Un fort vent d’inquiétude souffle sur le monde du théâtre. Dans un contexte économique déjà difficile, plusieurs compagnies se sont fait refuser récemment leur demande d’aide financière par les différents conseils des arts. Une situation qui alarme un nombre grandissant d’artistes et d’organismes du milieu.

Arrêter ou continuer ? C’est la question que s’est posée Jade Barshee pour la plus récente production de sa compagnie, le Théâtre Everest. Ayant reçu seulement une partie de l’aide financière qu’elle attendait, elle s’est demandé si elle allait de l’avant avec sa pièce Dernière frontière, qui doit être présentée aux Écuries à partir du 30 novembre.

Consciente qu’elle n’était pas la seule dans cette situation, elle a lancé une consultation sur Facebook auprès de ses pairs n’ayant pas reçu l’aide souhaitée. Le sondage a été mené sans aucune prétention scientifique, mais les réponses sont néanmoins révélatrices. Sur les 70 réponses obtenues, 89 % des répondants ont révélé qu’ils allaient présenter leur pièce malgré les refus.

Les impacts de cette décision sont nombreux : endettement personnel, bénévolat, concessions artistiques...

Même son de cloche à l’Association des compagnies de théâtre. « Depuis le début de l’été, on reçoit beaucoup de coups de fil de compagnies qui nous disent ne pas avoir reçu l’ensemble de l’aide qu’elles espéraient et qui ne savent pas si elles vont pouvoir présenter leur spectacle, explique Joanie Roy, directrice générale de l’organisme. Beaucoup de compagnies de la relève sont obligées de se partager les recettes de la billetterie, ce qui n’est souvent pas grand-chose. Et il y a énormément de bénévolat qui se fait. Parfois autour de 20 heures par semaine. Et plusieurs doivent avoir un autre emploi parce qu’ils n’y arrivent pas... »

« On entend peu ou pas parler de ces projets qui sont diffusés sans aide financière et qui se font dans des conditions extrêmement précaires, estime Jade Barshee. Ça affecte des compagnies de la relève, mais aussi des compagnies bien établies. »

PHOTO ROBERT SKINNER, LA PRESSE

Jade Barshee a choisi de poursuivre coûte que coûte son plus récent projet théâtral, Dernière frontière.

La situation n’est pas nouvelle. Des gens qui créent sans se payer ou en puisant dans leur marge de crédit, ça existe depuis des années. Seulement, il y a une fatigue, un épuisement généralisé des gens du milieu qui ne sont plus capables de s’auto-exploiter.

Jade Barshee

« On assiste à la faillite de tout notre écosystème, estime Joanie Roy. Le théâtre se fait vraiment sur le dos des artistes. »

■ Liste extraite ■
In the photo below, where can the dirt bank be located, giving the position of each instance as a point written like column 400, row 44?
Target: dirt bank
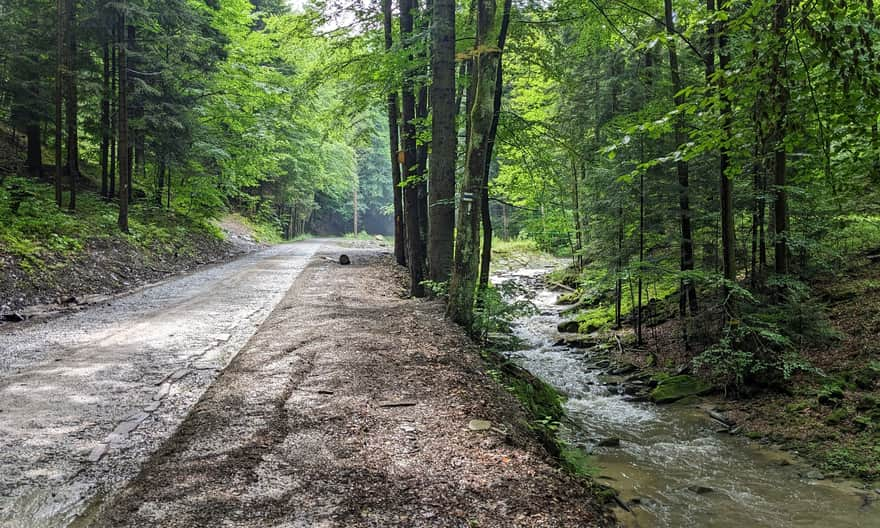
column 108, row 265
column 350, row 407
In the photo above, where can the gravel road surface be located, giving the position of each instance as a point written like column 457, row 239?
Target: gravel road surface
column 87, row 397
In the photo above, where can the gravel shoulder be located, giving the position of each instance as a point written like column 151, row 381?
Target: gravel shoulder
column 85, row 398
column 350, row 408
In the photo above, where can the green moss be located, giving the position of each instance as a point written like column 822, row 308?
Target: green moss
column 577, row 461
column 544, row 405
column 837, row 416
column 677, row 387
column 797, row 406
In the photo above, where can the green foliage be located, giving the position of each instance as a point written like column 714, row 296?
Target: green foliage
column 494, row 312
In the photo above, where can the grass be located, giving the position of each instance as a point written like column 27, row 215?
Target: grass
column 543, row 403
column 41, row 235
column 263, row 233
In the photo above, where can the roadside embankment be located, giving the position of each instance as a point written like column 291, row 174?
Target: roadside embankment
column 356, row 407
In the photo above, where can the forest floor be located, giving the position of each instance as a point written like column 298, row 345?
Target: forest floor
column 353, row 406
column 831, row 417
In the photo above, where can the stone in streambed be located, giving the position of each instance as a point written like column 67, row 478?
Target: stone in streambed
column 568, row 327
column 700, row 490
column 677, row 387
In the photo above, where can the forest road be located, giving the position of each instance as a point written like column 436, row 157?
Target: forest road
column 87, row 397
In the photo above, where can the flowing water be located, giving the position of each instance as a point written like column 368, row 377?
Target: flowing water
column 672, row 468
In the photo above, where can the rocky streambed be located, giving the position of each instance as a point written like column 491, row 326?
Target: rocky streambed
column 680, row 464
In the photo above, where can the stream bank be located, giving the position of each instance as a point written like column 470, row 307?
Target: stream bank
column 674, row 465
column 371, row 410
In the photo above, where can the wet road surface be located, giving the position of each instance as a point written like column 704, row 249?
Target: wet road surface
column 85, row 398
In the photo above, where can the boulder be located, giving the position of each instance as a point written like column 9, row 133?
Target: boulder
column 609, row 442
column 677, row 387
column 700, row 490
column 568, row 327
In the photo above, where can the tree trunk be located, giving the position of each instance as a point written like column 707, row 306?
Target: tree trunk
column 576, row 207
column 160, row 181
column 718, row 31
column 114, row 111
column 486, row 220
column 414, row 255
column 688, row 294
column 34, row 162
column 72, row 102
column 444, row 142
column 354, row 206
column 394, row 137
column 105, row 119
column 123, row 130
column 487, row 57
column 780, row 96
column 59, row 91
column 136, row 140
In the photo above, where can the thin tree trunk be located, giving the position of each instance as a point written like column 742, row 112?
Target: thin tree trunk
column 355, row 206
column 59, row 92
column 160, row 181
column 618, row 289
column 576, row 206
column 134, row 134
column 688, row 294
column 35, row 150
column 123, row 130
column 487, row 57
column 780, row 96
column 394, row 136
column 105, row 119
column 444, row 142
column 114, row 114
column 415, row 257
column 72, row 103
column 486, row 218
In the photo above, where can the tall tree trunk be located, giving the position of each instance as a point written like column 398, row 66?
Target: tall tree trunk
column 160, row 181
column 72, row 103
column 34, row 162
column 124, row 165
column 394, row 137
column 114, row 111
column 414, row 255
column 576, row 207
column 486, row 218
column 444, row 142
column 780, row 98
column 728, row 240
column 355, row 206
column 59, row 93
column 640, row 311
column 718, row 30
column 487, row 57
column 135, row 136
column 688, row 294
column 105, row 119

■ Consigne 1 ■
Traduisez en anglais cette phrase de l’article sur le financement du théâtre : « Dans un contexte économique déjà difficile, plusieurs compagnies se sont fait refuser récemment leur demande d’aide financière par les différents conseils des arts. »
■ Consigne 2 ■
Donnez la suite de l’article sur le financement du théâtre, en reprenant après sa dernière phrase.

■ Réponse rédigée 1 ■
In an already difficult economic climate, several companies have recently had their applications for financial assistance turned down by the various arts councils.

■ Réponse rédigée 2 ■
Beaucoup d’appelés, peu d’élus

« Tout ce dont on entend parler présentement dans le milieu, ce sont les retours négatifs aux demandes d’aide. Forcément, il y a une espèce de démoralisation qui vient avec ça. »

Selon Rachel Morse, coprésidente sortante du Conseil québécois du théâtre, la grogne s’intensifie depuis quelque temps au sein des compagnies de théâtre québécoises. La raison : les refus n’ont jamais été aussi nombreux.

Les chiffres fournis à La Presse par le Conseil des arts du Canada le démontrent d’ailleurs. Il n’y a jamais eu autant de demandes d’aide financière du milieu théâtral que pour la saison 2023-2024. Au total, un nombre record de 312 demandes a été reçu pour les volets Recherche et création et Du concept à la réalisation inclus dans le programme canadien Explorer et créer. Pour la saison 2019-2020, soit juste avant la pandémie, ce chiffre était de 278.

Dans le lot, seulement 27 % des demandes ont été acceptées, comparativement à 35 % il y a cinq ans. C’est donc plus de sept demandes sur dix qui ont été refusées cette année. Ce faible taux serait directement lié à l’explosion des demandes, selon l’organisme public fédéral de soutien aux arts.

Comment expliquer cette hausse de demandes de soutien financier ? Des compagnies de théâtre ont continué de naître pendant la pandémie, des élèves sont sortis des écoles et tous ces créateurs de la relève veulent trouver leur place au soleil. Surtout, plusieurs spectacles ont été imaginés, écrits, voire ont fait l’objet de laboratoires scéniques pendant la crise sanitaire, alors que les salles étaient fermées, explique Joanie Roy, directrice générale de l’Association des compagnies de théâtre.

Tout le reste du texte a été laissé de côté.